Region annotation items —

____

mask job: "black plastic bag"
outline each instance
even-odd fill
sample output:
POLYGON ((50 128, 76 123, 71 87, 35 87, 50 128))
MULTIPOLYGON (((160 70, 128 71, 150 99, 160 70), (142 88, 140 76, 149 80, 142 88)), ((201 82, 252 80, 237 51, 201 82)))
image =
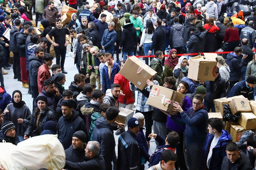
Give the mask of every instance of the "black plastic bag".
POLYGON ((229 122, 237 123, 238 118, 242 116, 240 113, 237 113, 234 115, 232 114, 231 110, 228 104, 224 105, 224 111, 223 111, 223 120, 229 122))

____

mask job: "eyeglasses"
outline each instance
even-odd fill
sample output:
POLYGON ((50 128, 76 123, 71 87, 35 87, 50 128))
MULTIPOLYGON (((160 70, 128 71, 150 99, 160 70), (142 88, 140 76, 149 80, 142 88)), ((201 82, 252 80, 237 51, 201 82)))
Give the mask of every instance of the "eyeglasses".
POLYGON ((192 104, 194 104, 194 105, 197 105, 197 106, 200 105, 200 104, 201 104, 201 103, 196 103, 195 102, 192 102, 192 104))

____

Exercise requirements —
Extract each line from the rows above that contains the word "instance".

Response to the task —
outline each instance
Give the mask of every instance of the "black plastic bag".
outline each instance
Give the mask of every instance of the "eyeglasses".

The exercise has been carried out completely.